_Problem details_: Once you find the line containing "Target — metal support beam" in the data below, copy it and each following line exactly, up to and including the line containing "Target — metal windmill", and nothing else.

_Listed records_:
::::::::

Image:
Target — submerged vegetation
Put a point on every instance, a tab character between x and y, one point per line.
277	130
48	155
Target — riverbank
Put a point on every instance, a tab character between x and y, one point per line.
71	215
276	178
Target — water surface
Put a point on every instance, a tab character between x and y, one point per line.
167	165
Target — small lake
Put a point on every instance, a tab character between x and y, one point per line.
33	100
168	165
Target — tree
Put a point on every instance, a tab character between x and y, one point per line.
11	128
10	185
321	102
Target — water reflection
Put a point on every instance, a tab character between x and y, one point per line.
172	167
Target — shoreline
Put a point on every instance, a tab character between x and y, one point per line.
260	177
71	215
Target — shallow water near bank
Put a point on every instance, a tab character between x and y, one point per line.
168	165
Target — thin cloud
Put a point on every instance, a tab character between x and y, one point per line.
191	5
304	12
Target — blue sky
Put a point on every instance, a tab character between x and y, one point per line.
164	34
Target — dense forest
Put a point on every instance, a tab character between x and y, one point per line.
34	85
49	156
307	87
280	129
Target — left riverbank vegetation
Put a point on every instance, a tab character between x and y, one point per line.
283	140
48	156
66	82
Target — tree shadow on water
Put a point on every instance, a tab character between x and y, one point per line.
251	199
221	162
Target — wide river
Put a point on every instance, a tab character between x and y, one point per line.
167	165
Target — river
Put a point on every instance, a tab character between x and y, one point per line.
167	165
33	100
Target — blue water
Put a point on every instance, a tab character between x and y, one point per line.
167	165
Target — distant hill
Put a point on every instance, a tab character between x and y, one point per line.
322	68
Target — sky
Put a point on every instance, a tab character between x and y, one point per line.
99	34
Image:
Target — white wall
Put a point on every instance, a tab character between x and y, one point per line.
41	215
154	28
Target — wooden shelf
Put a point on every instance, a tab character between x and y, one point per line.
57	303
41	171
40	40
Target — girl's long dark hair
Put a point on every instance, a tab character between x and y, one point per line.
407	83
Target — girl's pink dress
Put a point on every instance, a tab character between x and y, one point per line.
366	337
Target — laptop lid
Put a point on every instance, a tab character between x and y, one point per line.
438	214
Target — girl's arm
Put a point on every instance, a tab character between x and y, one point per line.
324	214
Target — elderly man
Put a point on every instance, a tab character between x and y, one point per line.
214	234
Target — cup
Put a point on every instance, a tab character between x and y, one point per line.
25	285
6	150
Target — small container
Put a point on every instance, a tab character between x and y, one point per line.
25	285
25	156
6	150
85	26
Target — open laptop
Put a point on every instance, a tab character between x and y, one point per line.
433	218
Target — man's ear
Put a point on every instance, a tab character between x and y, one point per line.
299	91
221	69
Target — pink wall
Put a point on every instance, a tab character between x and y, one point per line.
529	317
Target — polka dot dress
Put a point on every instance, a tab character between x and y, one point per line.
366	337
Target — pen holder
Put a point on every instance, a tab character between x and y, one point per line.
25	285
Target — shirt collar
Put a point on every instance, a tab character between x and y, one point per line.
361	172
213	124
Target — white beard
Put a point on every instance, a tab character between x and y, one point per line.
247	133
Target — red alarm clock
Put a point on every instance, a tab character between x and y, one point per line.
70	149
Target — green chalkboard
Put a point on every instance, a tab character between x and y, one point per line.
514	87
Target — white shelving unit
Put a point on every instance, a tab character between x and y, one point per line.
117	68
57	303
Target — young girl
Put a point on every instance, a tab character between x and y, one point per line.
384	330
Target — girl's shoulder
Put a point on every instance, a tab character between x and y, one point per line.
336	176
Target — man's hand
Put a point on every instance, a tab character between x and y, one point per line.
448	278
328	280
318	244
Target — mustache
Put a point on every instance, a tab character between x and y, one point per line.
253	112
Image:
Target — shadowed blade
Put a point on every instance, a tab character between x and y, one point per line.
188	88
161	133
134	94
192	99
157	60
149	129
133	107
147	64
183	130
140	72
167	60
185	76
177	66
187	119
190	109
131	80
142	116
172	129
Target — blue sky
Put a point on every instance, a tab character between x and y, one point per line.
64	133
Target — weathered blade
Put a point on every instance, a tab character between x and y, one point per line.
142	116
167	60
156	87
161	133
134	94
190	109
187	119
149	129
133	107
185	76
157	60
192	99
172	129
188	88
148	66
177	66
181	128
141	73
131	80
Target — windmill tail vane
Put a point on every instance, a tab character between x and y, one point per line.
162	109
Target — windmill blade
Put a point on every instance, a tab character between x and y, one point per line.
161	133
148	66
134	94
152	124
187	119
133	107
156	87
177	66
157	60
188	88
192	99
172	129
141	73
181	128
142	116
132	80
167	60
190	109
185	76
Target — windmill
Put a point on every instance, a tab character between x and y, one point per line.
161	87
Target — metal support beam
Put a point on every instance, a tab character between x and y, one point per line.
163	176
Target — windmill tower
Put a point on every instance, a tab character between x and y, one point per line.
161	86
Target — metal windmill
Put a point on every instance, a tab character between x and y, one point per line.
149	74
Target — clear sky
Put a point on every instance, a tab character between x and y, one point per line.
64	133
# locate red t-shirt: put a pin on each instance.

::::::::

_Task answer_:
Target — metal support beam
Put a point on every instance, a tab character between x and y, one point per line.
163	176
Target — windmill tower
Put a point on every instance, a tab character between x and y, one point per line.
161	86
Target — metal windmill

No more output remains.